▸ Location identification entries:
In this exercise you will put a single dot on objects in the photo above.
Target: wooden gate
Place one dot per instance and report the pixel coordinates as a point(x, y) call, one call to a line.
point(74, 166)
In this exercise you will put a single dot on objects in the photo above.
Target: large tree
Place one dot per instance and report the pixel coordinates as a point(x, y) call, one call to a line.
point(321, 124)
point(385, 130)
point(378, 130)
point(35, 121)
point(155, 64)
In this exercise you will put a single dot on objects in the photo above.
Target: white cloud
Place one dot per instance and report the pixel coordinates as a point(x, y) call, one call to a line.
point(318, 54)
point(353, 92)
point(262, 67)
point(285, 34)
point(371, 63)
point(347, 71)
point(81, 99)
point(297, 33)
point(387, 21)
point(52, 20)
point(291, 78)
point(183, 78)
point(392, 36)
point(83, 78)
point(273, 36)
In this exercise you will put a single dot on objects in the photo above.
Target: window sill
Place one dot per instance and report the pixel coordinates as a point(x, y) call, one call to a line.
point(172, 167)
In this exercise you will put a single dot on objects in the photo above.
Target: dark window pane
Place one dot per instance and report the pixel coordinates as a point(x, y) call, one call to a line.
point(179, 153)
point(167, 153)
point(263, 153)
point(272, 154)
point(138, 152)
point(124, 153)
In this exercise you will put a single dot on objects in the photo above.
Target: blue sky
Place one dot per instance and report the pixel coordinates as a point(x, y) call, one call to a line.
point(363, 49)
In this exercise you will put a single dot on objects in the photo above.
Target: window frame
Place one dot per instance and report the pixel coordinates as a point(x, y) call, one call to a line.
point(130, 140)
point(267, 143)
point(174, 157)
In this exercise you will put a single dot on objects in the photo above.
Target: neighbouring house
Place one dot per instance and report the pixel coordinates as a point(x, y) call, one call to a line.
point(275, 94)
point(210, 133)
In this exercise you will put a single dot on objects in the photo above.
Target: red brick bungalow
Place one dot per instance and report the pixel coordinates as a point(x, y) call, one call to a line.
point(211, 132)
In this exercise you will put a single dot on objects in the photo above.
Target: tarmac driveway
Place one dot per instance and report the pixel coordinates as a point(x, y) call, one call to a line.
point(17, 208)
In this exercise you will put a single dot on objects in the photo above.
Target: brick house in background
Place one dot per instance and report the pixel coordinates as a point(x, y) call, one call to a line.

▸ Objective: Rewrite the entries above in full, from the start of the entries up to and including the line with "point(363, 49)", keeping every line and raising each x and y coordinate in the answers by 72.

▸ Answer:
In this exercise you will put a single dot on objects in the photo above.
Target: wooden gate
Place one dot per instance and report the pixel coordinates as a point(x, y) call, one call to a line.
point(146, 238)
In this exercise you will put a single dot on objects in the photo above.
Target: large tree
Place one dot per instance and report the pixel coordinates as a point(x, y) call, one call to a line.
point(393, 196)
point(457, 202)
point(450, 202)
point(107, 193)
point(227, 136)
In this exercise you will put a single dot on objects in the photo above.
Target: white cloud
Place one dot per instance and report the pixel coordinates as a point(x, y) call, one call to a line.
point(390, 126)
point(425, 164)
point(334, 139)
point(357, 106)
point(443, 135)
point(419, 143)
point(153, 171)
point(369, 105)
point(459, 93)
point(124, 92)
point(363, 150)
point(255, 150)
point(464, 108)
point(155, 150)
point(345, 108)
In this exercise you will put a single dot on objects in the photo above.
Target: window sill
Place one dot per instance and report the pixel coordinates as a point(x, y) call, one call to a line.
point(244, 239)
In this exercise you will put a single dot on objects in the photo above.
Target: dark window pane
Place one dot per instance and report the pixel coordinates as a point(x, y) call, one call to a line.
point(251, 225)
point(239, 225)
point(335, 225)
point(344, 226)
point(210, 224)
point(196, 225)
In this exercise you will put a single dot on objects in the photo above.
Target: blue sky
Place one dot per instance and report the pixel coordinates as a point(x, y) call, one call to a line.
point(435, 121)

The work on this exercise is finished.